*WORK ORDER*. Where the string "woman" shows up in a line of the records, copy that line.
─── RECORDS FOR THE EXERCISE
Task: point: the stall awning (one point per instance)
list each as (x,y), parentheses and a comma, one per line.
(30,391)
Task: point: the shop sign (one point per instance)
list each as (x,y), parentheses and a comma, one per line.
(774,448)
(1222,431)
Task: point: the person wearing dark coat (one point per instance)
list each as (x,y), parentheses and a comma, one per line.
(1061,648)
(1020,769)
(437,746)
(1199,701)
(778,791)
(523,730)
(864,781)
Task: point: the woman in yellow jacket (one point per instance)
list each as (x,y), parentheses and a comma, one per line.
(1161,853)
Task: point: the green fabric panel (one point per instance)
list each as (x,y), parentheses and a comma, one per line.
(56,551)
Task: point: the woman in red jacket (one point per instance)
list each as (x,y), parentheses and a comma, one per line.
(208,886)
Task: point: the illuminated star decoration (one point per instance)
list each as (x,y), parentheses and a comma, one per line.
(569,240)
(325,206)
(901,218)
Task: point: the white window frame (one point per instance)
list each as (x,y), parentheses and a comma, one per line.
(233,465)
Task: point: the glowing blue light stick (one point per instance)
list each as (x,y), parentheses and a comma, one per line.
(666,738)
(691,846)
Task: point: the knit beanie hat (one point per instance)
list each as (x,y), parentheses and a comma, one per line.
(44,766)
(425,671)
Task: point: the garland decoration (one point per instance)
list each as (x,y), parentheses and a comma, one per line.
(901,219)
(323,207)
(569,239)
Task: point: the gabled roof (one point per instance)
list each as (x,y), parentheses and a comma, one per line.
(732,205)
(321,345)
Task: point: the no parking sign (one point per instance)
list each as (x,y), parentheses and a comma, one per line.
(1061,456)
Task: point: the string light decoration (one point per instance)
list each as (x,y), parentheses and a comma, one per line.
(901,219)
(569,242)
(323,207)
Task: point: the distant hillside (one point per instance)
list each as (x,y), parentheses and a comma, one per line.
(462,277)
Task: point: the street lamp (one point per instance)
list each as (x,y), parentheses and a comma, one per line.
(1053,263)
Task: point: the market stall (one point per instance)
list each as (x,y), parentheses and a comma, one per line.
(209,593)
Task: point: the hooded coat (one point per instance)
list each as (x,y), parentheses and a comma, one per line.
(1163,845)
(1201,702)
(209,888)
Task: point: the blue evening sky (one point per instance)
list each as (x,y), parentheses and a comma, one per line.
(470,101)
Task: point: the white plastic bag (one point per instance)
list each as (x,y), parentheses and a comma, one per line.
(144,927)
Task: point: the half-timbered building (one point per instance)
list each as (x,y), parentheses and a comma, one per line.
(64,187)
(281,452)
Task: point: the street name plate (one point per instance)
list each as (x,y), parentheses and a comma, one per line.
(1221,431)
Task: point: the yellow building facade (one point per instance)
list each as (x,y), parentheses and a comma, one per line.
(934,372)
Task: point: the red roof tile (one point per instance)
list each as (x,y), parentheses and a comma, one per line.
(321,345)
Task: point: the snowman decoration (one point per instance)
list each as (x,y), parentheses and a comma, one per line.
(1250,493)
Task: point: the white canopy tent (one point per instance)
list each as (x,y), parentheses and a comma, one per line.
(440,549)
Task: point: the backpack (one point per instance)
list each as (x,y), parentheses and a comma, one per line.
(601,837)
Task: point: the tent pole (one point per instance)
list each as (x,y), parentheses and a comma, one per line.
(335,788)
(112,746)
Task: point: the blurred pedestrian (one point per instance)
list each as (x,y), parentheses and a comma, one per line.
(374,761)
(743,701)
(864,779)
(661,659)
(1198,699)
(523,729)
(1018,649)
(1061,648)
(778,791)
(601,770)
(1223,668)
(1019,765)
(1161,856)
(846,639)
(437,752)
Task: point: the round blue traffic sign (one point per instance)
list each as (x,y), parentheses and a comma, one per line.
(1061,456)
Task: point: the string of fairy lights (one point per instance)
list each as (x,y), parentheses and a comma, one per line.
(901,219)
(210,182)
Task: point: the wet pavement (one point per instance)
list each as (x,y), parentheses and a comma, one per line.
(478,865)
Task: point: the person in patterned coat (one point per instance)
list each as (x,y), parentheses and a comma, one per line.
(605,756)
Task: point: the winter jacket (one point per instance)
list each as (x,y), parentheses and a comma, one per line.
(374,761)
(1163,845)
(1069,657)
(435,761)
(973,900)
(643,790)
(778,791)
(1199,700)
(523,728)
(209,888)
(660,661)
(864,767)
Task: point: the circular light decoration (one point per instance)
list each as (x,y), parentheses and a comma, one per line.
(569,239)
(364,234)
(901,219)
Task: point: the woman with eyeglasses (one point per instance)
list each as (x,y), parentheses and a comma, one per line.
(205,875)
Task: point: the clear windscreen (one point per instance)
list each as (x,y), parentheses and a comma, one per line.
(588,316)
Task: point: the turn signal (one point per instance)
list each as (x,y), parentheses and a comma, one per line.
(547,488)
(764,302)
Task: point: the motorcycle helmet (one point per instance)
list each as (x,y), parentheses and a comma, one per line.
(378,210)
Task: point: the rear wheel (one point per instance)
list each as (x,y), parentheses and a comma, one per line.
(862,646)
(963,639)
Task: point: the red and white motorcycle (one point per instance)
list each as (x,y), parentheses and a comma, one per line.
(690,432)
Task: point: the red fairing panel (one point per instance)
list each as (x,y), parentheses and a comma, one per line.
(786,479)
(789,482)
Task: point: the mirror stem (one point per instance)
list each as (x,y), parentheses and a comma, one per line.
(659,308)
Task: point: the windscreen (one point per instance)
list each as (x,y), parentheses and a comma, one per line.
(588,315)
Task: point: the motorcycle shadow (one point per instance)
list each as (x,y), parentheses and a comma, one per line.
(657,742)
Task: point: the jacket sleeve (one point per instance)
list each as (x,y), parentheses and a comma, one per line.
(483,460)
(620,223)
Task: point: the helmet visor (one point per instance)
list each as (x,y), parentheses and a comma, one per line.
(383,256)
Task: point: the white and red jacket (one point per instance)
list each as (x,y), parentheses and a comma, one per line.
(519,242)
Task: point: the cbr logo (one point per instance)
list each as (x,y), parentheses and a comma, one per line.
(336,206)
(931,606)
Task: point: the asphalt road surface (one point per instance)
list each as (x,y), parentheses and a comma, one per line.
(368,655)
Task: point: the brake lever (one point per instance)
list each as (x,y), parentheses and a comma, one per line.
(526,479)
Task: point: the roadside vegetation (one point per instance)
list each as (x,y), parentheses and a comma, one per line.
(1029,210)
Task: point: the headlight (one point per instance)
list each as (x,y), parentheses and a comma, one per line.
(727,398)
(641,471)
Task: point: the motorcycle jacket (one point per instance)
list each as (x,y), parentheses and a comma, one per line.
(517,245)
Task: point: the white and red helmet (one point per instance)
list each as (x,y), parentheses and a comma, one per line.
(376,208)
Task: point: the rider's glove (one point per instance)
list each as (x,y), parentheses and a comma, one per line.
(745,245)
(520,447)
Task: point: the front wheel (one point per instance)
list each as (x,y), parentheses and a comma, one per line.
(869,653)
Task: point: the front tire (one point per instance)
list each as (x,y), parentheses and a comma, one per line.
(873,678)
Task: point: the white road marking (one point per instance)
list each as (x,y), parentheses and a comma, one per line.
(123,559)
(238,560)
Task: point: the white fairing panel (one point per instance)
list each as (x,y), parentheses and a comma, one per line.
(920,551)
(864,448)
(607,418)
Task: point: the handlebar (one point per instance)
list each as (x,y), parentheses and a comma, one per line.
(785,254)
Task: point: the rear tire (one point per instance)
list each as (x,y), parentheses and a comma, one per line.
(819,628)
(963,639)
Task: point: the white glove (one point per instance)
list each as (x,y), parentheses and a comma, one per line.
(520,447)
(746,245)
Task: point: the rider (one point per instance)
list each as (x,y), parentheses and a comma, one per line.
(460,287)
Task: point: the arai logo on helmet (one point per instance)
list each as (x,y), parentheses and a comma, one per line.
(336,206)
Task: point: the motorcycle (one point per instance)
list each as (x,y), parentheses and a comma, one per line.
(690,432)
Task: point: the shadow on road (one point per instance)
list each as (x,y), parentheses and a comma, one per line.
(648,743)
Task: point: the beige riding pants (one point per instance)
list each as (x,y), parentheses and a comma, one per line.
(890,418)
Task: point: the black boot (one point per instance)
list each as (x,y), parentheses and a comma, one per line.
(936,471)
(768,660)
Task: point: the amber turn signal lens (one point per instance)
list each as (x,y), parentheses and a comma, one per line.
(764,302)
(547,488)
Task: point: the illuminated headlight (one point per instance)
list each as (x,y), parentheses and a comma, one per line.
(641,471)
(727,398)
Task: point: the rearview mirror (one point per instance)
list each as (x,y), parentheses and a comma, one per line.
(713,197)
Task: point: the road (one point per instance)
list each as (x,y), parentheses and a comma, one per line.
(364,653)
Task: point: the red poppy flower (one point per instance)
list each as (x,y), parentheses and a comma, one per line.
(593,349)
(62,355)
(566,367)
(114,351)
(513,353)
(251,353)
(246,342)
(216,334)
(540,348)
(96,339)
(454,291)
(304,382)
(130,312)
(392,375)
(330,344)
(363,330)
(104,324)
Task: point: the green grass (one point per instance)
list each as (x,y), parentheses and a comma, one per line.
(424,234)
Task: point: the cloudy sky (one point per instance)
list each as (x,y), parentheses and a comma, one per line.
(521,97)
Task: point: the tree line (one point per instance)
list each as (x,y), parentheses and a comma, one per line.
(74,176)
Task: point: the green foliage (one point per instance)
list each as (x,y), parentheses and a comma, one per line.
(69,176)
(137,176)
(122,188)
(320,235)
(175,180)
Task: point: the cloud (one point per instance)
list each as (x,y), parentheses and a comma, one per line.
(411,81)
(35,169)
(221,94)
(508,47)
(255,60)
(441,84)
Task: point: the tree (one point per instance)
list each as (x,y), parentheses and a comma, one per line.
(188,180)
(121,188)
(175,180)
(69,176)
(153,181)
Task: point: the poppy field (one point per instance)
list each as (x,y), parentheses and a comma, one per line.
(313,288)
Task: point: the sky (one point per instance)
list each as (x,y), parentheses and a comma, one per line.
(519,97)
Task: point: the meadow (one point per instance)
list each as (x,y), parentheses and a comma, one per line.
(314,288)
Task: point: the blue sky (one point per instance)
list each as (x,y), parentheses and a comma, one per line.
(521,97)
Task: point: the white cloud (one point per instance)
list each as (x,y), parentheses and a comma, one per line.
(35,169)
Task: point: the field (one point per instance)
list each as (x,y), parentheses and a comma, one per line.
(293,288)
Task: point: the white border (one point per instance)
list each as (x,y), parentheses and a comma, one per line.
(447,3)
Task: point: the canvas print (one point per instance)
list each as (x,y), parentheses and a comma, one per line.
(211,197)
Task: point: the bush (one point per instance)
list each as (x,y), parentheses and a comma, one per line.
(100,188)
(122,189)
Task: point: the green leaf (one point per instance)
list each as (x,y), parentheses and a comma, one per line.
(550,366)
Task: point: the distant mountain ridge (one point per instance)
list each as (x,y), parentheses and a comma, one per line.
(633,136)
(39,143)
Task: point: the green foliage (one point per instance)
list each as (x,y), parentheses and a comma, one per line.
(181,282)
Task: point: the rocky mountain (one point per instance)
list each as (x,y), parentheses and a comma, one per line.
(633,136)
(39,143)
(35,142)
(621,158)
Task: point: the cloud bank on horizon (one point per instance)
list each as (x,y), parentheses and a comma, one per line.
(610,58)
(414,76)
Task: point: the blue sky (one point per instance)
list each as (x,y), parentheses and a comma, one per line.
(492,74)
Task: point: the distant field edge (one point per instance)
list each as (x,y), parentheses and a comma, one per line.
──────
*EXERCISE RESPONSE*.
Task: point: the woman in yellow jacket (one point per instance)
Task: point: the woman in red jacket (one point per instance)
Task: point: the woman with eyeglasses (one point per instance)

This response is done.